Excerpted passage
With two nights of processions, there is always a chance that someone will have to drop out from either one or other night and if any strong men would like to join the Los Costaleros, there is still time to become involved as the last training session will take place on Tuesday March 23rd and you will be most welcome to become one of Torrevieja’s unique brotherhood. For more details, please contact David McLachlan, on 966 700 056. 










Keith Nicol


----------



## owdoggy (Jul 23, 2008)

Thanks for the blog Steve, excellent:clap2: 

You know when you are young & people say that you're a "sponge for knowledge" well, since we came to Spain I have been the same about all things Spanish........ of course, the sponge is smaller & less absorbent than it used to be but the thirst for knowledge is still there and reading Steve's blog has set me off again

I really look forward to the day when my Spanish is good enough to be able to find out from local people (especially the older generation who are the real mines of information) er........everything basically ..........although they'll probably say "Here comes that daft Englishman who asks all those stupid questions"

And to keep this on topic, the first stupid questions will be about Semana Santa!



Doggy


----------



## SteveHall (Oct 17, 2008)

They won't - the locals will be DELIGHTED that you are taking an interest. Some of my best conversations ever have been with gap-toothed bisabuelas who tell me how life was "then" "in those days" .... often done without mentioning the "F" word. I could take you to bars where the bisabuelos play cards all day and would seem not to have a word to say BUT get them on "those times" or football or early cars or .... and they are quite fascinating.

Requirements
**A)** Can you copy the Semana Santa forum thread from "I really look" up to and including "about Semana Santa!"?
**B)** Would you write the next part of the Semana Santa forum thread, picking up after its final sentence?

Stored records
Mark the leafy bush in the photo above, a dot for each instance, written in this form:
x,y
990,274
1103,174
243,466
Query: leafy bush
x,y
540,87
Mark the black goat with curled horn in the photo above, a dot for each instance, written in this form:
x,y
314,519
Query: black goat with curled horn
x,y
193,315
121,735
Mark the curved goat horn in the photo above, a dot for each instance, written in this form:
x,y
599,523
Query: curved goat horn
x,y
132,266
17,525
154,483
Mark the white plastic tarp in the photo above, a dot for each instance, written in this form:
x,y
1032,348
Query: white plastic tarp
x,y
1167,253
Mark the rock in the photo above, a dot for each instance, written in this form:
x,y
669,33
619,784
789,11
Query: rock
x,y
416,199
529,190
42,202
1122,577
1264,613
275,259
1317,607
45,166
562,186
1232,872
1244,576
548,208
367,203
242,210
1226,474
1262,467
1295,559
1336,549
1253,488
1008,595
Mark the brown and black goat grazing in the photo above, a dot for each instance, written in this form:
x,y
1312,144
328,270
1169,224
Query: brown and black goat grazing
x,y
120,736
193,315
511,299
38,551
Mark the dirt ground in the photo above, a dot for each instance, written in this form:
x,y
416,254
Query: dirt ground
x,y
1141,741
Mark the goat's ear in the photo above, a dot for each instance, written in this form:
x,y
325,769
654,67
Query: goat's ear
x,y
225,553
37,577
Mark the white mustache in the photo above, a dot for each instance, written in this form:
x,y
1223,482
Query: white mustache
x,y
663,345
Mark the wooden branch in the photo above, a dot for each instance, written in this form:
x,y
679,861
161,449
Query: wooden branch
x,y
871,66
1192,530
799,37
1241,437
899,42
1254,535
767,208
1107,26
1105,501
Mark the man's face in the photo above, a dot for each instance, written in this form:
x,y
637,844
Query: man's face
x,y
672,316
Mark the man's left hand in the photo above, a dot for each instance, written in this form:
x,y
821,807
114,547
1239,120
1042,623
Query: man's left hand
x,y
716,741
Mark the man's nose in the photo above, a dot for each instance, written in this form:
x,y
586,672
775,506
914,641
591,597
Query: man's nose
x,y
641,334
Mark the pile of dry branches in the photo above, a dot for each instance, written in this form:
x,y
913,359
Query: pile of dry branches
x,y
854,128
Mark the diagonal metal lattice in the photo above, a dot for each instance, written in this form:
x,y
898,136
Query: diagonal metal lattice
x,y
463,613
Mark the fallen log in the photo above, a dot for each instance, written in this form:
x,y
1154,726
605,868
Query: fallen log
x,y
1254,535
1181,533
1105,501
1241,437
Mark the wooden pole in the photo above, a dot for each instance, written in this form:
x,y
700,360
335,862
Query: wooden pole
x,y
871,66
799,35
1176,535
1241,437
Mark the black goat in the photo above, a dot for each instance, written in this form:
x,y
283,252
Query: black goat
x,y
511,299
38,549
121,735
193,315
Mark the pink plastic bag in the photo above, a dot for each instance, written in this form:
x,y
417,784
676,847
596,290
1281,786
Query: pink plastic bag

Exercise responses
**A)**
I really look forward to the day when my Spanish is good enough to be able to find out from local people (especially the older generation who are the real mines of information) er........everything basically ..........although they'll probably say "Here comes that daft Englishman who asks all those stupid questions"

And to keep this on topic, the first stupid questions will be about Semana Santa!

**B)**
I am sure if you roared up on your 2 wheel monster and asked if anybody wanted a spin you would have friends for life.


----------



## SteveHall (Oct 17, 2008)

To show what a big deal the Holy Week / Semana Santa is this is the programe from the tiny town of Los Montesinos, Alicante (THEIR translations!) As you can see even for such a small town they really make an effort. (Pop 5,000 - DOUBLED in the last 10 years as 4,000 expats have moved in. Anybody want to work the maths?) 

PROGRAMME OF EASTER EVENTS
SUNDAY 21ST MARCH
7:30 pm. In the auditorium of the School of Music and Culture, will be the Announcement of Holy Week 2010 by Dña. Dolores Followed by music from the Coral Aromas de Azahar.
WEDNESDAY 24TH MARCH
9 pm. In the Parish Church the celebration of Holy Mass in honour of the Cristo Yacente and the deceased of the confraternity. for the presentation of insignias to the new members of the confraternity.
THURSDAY 25TH MARCH
9 pm. In the Parish Church the celebration of the Holy Mass in honour of the Cristo de la Agonía and for the deceased of the a ceremony for the presentation of insignias to the new members of the confraternity.
FRIDAY 26TH MARCH
9 pm. In the Parish Church the celebration of the Holy Mass in honour of the Virgen de los Dolores and the deceased of the ceremony for the presentation of insignias to the new members of the confraternity.
SUNDAY 28TH MARCH
PALM SUNDAY
8:30 am. Celebration of the Eucaristía of the Parish.
11:30 am.Blessing and Procession of Palms. The Procession will end at the Parish Church with the celebration of Holy Mass.
HOLY TUESDAY 30 TH MARCH
10 pm. Celebration of “The Station of the Cross” through the streets of our village.
HOLY WEDNESDAY 31 ST MARCH
18 pm. HOLY MASS. Then celebration of penance (confessions).
START OF THE THREE HOLY DAYS OF EASTER
EASTER THURSDAY 1ST APRIL
6.30 pm. MASS OF THE LAST SUPPER
9.30 pm. HOLY HOUR OF THE PARISH
10.15 pm. SILENT PROCESSION
During this night, will be a vigil for the worship the Holy Sacrament.
EASTER FRIDAY 2ND APRIL
5 pm. CELEBRATION OF THE PASSION OF CHRIST.
10 pm. PROCESSION OF THE HOLY BURIAL.
EASTER SATURDAY 3RD APRIL
11 pm. SOLEMN EASTER VIGIL.
During which a celebration of the baptism of the children will take place.
SUNDAY 4TH APRIL
11 am. PROCESSION OF THE ENCOUNTER. To finish with the celebration


----------



## SteveHall (Oct 17, 2008)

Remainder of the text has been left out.